**Aim of the exercise**
Show all lines below holding the string "leggings".

**Data to use**
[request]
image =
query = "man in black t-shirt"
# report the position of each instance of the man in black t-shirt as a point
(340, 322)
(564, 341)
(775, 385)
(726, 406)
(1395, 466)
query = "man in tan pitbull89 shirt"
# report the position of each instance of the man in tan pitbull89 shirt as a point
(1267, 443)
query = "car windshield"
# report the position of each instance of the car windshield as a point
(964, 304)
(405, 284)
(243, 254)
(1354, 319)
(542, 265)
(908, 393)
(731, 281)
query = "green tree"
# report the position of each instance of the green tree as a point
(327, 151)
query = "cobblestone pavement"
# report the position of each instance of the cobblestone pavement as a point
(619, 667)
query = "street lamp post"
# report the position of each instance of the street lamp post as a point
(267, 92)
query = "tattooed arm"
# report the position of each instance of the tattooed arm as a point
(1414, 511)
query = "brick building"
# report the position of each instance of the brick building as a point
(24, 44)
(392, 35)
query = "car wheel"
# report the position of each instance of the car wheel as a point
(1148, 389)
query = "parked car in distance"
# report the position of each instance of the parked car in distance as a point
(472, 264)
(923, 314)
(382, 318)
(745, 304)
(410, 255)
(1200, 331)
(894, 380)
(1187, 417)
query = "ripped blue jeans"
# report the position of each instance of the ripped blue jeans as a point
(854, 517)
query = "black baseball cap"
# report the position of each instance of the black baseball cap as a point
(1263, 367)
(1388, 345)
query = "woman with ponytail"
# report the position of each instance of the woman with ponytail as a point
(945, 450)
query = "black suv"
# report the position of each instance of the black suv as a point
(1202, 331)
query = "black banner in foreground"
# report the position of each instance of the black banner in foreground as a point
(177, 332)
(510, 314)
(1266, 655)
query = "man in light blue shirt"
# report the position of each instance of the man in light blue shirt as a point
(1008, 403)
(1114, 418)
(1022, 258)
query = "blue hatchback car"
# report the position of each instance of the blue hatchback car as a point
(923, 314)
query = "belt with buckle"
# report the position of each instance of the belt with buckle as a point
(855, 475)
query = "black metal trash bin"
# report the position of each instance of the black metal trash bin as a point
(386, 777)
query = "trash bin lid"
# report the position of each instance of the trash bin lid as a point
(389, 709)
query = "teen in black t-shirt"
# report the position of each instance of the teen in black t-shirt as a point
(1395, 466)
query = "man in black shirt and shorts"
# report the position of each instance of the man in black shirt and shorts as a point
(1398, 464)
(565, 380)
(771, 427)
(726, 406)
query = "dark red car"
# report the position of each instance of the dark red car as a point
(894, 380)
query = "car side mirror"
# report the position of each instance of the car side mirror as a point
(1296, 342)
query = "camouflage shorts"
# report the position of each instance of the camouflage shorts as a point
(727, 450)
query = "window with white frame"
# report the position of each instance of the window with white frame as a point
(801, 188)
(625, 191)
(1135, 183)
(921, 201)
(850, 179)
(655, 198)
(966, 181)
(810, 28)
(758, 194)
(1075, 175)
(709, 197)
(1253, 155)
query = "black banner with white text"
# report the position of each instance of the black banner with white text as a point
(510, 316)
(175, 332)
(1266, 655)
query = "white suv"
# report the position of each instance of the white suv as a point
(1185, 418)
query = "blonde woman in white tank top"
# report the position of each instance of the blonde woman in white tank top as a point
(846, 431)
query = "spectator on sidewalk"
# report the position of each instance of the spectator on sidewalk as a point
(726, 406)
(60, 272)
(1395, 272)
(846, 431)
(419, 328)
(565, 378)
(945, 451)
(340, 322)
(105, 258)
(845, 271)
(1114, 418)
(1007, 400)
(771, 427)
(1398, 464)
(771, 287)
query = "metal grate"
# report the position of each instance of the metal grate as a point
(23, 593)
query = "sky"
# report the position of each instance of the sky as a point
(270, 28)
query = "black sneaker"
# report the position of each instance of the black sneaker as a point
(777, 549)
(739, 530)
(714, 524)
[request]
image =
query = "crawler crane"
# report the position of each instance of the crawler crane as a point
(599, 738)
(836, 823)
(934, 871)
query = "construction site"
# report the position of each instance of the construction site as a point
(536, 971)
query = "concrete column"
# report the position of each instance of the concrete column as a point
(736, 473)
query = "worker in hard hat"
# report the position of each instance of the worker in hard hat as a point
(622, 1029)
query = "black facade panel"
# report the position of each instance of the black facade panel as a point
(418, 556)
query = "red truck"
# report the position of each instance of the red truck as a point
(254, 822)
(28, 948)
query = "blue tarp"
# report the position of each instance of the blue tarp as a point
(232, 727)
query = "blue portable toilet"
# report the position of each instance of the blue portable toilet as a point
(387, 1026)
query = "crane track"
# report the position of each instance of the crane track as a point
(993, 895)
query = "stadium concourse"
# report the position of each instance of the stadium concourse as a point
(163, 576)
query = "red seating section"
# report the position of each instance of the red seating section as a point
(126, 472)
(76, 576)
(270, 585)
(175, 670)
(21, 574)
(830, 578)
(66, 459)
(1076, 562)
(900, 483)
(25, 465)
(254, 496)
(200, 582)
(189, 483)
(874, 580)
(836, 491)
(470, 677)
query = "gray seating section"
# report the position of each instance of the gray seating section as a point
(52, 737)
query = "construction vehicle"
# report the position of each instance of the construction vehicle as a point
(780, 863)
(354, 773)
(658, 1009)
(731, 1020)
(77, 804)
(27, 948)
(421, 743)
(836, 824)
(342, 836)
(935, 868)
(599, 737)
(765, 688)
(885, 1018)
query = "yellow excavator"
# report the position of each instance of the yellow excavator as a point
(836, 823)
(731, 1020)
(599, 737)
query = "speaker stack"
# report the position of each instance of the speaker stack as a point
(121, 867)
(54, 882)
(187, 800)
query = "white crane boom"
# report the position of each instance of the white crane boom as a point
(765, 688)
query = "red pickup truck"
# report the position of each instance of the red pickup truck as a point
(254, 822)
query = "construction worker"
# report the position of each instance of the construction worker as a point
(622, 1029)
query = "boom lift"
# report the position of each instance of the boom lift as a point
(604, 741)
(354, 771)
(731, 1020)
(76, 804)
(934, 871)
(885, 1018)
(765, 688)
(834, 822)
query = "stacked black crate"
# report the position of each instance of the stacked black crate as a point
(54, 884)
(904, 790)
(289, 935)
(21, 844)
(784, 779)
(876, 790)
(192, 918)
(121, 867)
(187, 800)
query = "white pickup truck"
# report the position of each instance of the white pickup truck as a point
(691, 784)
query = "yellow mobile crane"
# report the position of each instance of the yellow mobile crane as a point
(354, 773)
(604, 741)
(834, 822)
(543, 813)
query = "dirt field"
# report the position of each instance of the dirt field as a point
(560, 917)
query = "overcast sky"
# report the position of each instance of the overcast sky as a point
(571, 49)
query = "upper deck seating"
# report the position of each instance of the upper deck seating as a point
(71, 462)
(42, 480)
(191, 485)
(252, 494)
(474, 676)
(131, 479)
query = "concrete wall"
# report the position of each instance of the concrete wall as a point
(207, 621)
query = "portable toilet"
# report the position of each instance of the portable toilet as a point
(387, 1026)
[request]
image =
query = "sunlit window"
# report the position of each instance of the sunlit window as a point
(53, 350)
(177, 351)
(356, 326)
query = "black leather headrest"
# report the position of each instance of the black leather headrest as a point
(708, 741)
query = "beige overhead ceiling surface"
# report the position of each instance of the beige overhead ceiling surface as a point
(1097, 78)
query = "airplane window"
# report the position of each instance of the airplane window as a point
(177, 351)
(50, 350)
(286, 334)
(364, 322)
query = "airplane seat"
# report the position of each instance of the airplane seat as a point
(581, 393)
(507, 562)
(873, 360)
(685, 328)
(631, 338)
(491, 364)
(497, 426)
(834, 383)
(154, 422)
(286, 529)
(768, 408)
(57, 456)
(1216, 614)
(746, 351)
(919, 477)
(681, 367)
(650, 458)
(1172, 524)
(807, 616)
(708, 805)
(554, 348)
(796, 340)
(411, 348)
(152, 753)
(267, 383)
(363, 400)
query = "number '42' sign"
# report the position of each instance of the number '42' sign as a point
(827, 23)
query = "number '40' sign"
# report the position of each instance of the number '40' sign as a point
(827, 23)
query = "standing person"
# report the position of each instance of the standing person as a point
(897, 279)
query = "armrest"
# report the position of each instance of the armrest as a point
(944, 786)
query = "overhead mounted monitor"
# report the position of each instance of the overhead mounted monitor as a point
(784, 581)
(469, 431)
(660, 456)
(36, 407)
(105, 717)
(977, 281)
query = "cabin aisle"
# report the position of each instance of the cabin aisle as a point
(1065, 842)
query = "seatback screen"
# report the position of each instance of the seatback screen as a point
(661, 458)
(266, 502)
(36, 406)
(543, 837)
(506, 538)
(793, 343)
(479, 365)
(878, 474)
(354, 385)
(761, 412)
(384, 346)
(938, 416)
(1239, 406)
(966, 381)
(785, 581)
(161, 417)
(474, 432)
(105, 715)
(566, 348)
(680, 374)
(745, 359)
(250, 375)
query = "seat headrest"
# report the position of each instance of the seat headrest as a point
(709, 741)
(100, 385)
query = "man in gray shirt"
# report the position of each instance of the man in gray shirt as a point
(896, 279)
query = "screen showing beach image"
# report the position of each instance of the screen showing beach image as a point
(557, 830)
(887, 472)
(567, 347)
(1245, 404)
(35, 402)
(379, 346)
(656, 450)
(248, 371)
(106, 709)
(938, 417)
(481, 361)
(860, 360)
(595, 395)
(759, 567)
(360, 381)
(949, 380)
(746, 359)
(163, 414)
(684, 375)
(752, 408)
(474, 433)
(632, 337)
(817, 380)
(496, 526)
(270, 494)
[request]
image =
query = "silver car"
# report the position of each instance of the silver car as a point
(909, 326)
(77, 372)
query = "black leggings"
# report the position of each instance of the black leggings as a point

**Response below**
query = "black leggings"
# report the position of each instance of the black leggings as a point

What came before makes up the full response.